§ Activity:
Exactly retype the lines from the top of the data through the line containing "box: [193, 20, 478, 69]", leaving out every picture.

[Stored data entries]
_____

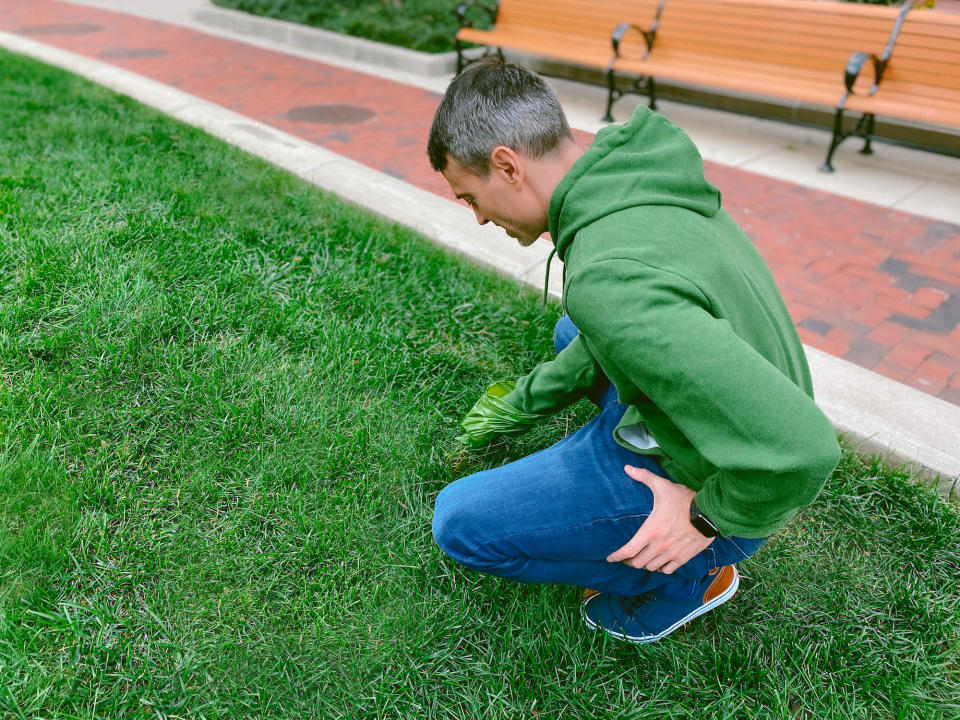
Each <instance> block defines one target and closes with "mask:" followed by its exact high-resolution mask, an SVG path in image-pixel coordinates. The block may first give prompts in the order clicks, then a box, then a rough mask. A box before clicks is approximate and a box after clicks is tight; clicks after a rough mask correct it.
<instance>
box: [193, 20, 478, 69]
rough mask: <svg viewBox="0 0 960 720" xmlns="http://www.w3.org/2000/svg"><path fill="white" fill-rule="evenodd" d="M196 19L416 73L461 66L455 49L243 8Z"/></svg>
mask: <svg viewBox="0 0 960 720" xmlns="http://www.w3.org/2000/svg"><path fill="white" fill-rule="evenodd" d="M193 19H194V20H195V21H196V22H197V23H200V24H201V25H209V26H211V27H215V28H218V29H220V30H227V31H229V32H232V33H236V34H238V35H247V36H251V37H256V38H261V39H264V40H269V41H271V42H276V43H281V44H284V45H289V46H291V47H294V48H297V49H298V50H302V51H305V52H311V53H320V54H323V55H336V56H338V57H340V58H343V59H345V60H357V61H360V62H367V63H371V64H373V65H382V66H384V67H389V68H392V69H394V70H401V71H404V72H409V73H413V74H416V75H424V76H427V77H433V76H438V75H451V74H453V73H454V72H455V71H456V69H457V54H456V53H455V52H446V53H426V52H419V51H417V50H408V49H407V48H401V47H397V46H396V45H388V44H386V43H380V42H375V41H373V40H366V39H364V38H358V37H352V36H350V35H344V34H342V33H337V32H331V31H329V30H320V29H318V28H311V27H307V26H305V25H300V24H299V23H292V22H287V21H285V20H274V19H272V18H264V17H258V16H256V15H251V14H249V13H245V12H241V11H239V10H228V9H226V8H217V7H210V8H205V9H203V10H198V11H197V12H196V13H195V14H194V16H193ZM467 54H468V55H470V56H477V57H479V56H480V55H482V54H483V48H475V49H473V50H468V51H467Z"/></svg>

_____

§ Written answer:
Each <instance> block defines one target and closes with "mask:" followed by its exact high-resolution mask, an SVG path in image-pixel coordinates. The block may first give prompts in the order clicks, then a box, then a rough mask. A box before clicks is approximate and a box after clicks is tight; clicks after a rough mask correct it.
<instance>
box: [193, 20, 478, 69]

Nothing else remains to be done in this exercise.